Wat was volgens de tekst over de EMBER-3-studie de mediane progressievrije overleving bij de combinatie van imlunestrant en abemaciclib?

• **Aangeleverde tekst**
:::
Tijdens de SABCS werden tevens de resultaten van de EMBER-3-studie gepresenteerd bij patiënten met gevorderde, HR-positieve, HER2-negatieve borstkanker. Als deze patiënten in de eerste behandellijn of in adjuvante setting een aromataseremmer hebben ontvangen, is er een reële kans op resistentie tegen hormoontherapie. Deze resistentie wordt veelal veroorzaakt door een ESR1-mutatie. Hoe kunnen we onze vervolgbehandeling daarop afstemmen? In de EMBER-3 is imlunestrant, een nieuwe (orale) selectieve ER-degrader (SERD), onderzocht.2 Hierbij zijn twee vergelijkingen gedaan. Voor de vergelijking van imlunestrant versus standaard ET (fulvestrant of exemestaan) werd bij patiënten met een ESR1-mutatie een statistisch significant betere mediane progressievrije overleving (PFS) gerapporteerd met imlunestrant (5,5 maanden) versus standaard ET (3,8 maanden; HR 0,62). In de totale studiepopulatie, dus ongeacht de aanwezigheid van een ESR1-mutatie, was er geen statistisch significant PFS-verschil tussen imlunestrant en standaard ET. De tweede – en wellicht belangrijkere – vergelijking was die van imlunestrant-monotherapie versus imlunestrant plus abemaciclib. Het toevoegen van abemaciclib gaf een toename van de mediane PFS van 5,5 maanden met imlunestrant naar 9,4 maanden met de combinatie (HR 0,57). Dit was ongeacht de aanwezigheid van een ESR1-mutatie, afwijkingen in de PI3K-pathway of een eerdere behandeling met een CDK4/6-remmer. Een mooi resultaat, al zou het wel goed zijn om met translationeel onderzoek na te gaan welke biomarkers predictief zijn voor het effect van CDK4/6-remmers.
:::
• **Aangeleverde gegevens**

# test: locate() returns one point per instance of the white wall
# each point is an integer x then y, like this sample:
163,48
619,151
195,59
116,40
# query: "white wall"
:::
• **Antwoord**
9,4 maanden.